§ **Document section**:
[start]

Hobione's Weblog

Living & Breathing in Web 2.0 Era

Regain search engine on Glassfish app server

“Regain is a Java search engine based on Jakarta Lucene. It provides indexing and searching files for plenty of formats (currently HTML, XML, Excel, Powerpoint, Word, PDF and RTF).  A TagLibrary eases integrating search results in your JSP based web page.”  You may download the production version from http://regain.sourceforge.net/ or beta version from http://www.assembla.com/spaces/regain2/documents

Our NAS division inTranet web site needed a search look up like Google search.  I came across with Regain Search engine after done some research.  It is pretty simple to install on a server (Solaris box).  Regain does not do any database search, but if you have a link that requires to go to database, Regain will crwal up the link store that file metadata in the index. Hibernate search or Lucene search does the full scale database search, I have not used them yet but that’s what I hear.

Here are few steps to install Regain on Glassfish: (Unzip regain_v1.5.0-preview-80717-1556_server.zip)

  1. Create a directory under ../SUNWappserver/domains/domain1
    1. Name it regain
    2. Copy the crawler directory from c:\regain\runtime (after unzipped) and paste it to domain1/regain/
  2. Under crawler dir, you will find CrawlerConfiguration.xml
    1. Modify the xml file with your domain name etc.

[end]

§ **Directions**:
1/ According to the Regain blog post, which file formats can Regain index and search?
2/ Please resume the Regain blog post from its final line onward.
The records that come next are separate material.

§ **Records provided**:
[start]

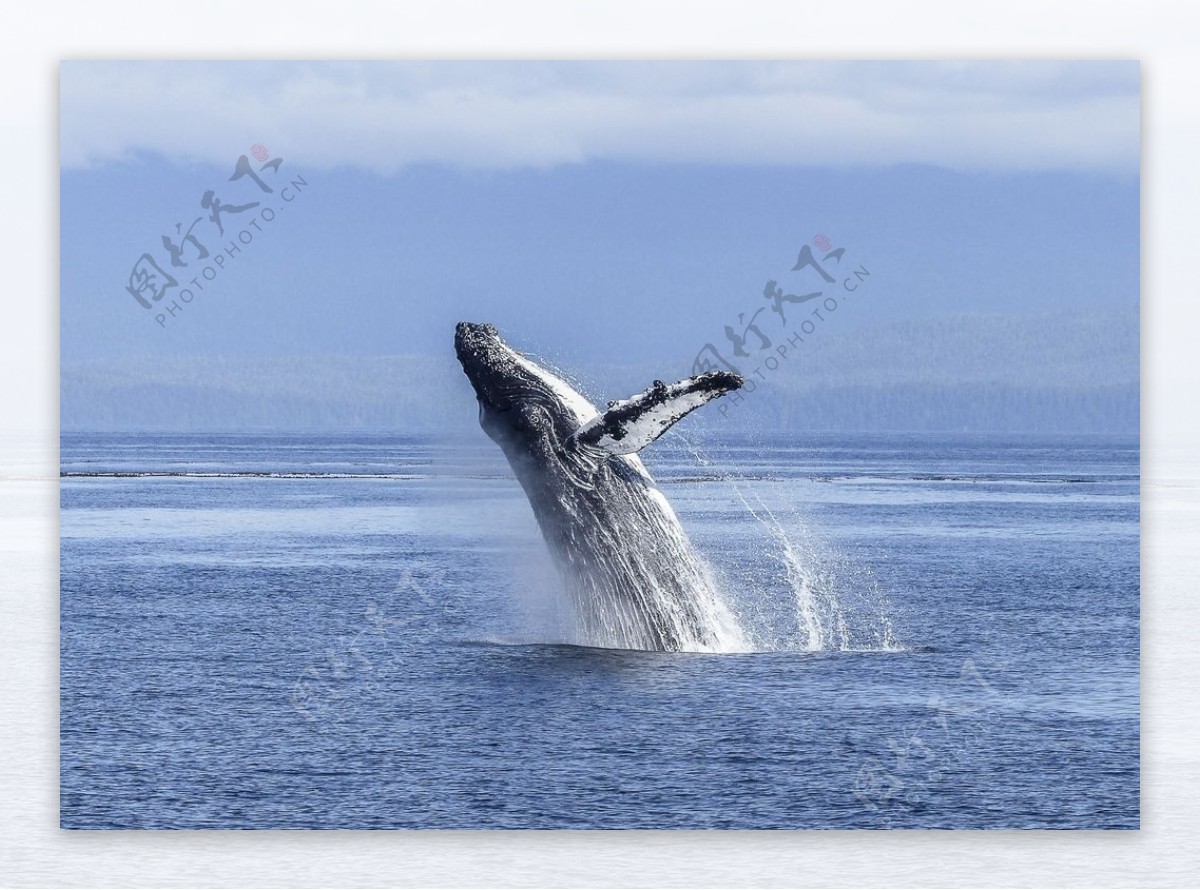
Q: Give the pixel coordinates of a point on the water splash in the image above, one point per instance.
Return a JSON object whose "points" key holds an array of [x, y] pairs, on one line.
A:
{"points": [[816, 600]]}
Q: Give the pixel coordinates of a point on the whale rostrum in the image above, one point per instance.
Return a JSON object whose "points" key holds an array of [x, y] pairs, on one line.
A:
{"points": [[633, 576]]}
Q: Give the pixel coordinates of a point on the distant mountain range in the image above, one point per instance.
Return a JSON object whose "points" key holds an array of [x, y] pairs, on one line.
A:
{"points": [[969, 372]]}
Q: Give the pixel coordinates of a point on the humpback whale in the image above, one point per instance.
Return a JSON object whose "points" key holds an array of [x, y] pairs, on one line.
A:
{"points": [[633, 575]]}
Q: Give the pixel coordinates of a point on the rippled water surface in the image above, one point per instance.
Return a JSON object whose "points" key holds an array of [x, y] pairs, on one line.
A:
{"points": [[264, 631]]}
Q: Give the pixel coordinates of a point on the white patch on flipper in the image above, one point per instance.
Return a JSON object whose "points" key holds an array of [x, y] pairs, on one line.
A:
{"points": [[633, 424]]}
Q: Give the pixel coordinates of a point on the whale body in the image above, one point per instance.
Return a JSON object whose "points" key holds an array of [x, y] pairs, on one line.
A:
{"points": [[633, 575]]}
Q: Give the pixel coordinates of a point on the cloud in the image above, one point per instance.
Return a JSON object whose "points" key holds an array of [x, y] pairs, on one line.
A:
{"points": [[383, 116]]}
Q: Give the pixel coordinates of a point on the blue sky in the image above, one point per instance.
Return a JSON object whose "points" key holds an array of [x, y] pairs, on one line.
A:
{"points": [[595, 210]]}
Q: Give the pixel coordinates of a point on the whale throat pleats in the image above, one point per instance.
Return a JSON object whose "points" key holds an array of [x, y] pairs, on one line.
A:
{"points": [[633, 424]]}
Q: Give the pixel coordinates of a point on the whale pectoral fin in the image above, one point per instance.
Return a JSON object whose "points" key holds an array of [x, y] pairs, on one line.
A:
{"points": [[633, 424]]}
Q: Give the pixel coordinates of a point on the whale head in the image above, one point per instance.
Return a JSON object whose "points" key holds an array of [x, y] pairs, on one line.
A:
{"points": [[527, 408], [520, 402]]}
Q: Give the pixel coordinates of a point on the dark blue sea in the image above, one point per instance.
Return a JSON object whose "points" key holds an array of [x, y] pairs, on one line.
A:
{"points": [[365, 632]]}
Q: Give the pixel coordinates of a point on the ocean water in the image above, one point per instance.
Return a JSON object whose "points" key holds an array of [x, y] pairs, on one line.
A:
{"points": [[365, 632]]}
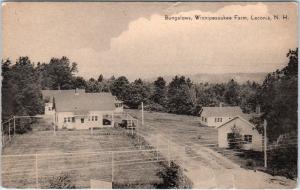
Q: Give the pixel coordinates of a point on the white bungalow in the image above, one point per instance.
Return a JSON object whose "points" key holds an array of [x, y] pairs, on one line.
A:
{"points": [[80, 110], [251, 139], [84, 110], [216, 116]]}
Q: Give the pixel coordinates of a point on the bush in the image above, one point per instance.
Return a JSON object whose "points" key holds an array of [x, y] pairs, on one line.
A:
{"points": [[250, 164], [283, 161], [24, 125], [155, 107], [173, 177], [63, 181]]}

[end]

§ **Answers to each task**:
1/ HTML, XML, Excel, Powerpoint, Word, PDF and RTF.

2/
    2. Create a directory and call it searchindex under crawler
  3. Now the fun part is to build indexing
    1. Change directory (cd) to domian1/regain/crawler dir and run this following command
    2. java -jar regain-crawler.jar or,  java -jar regain-crawler.jar –help (more options)
  4. Copy conf dir, it's sub directories and the xml file (all three –> conf\regain\SearchConfiguration.xml ) from the downloaded zip-file (can be found under regain\runtime\search) and paste 'em directly under domian1/application
  5. Modify the SearchConfiguration.xml file mainly line 74, 80 and 83
  6. Deploy the regain.war file via app server’s beautiful admin gui.
  7. Modify the web.xml (domain1\applications\j2ee-modules\regain\WEB-INF). You have to specify the regain webapp where to look for search configuration file.
<!-- The location of the configuration file -->
<context-param>
<param-name>searchConfigFile</param-name>
<param-value>../conf/regain/SearchConfiguration.xml</param-value>

</context-param>

Regain webapp’s web.xml map to SearchConfiguration.xml and SearchConfiguration.xml know where to find searchindex dir to bring up the query results.  (Three steps).

7. Open up a browser and type http://yourdomainname/contextName, i.e. http://axous2.abc.aaa.info/search

Happy searching!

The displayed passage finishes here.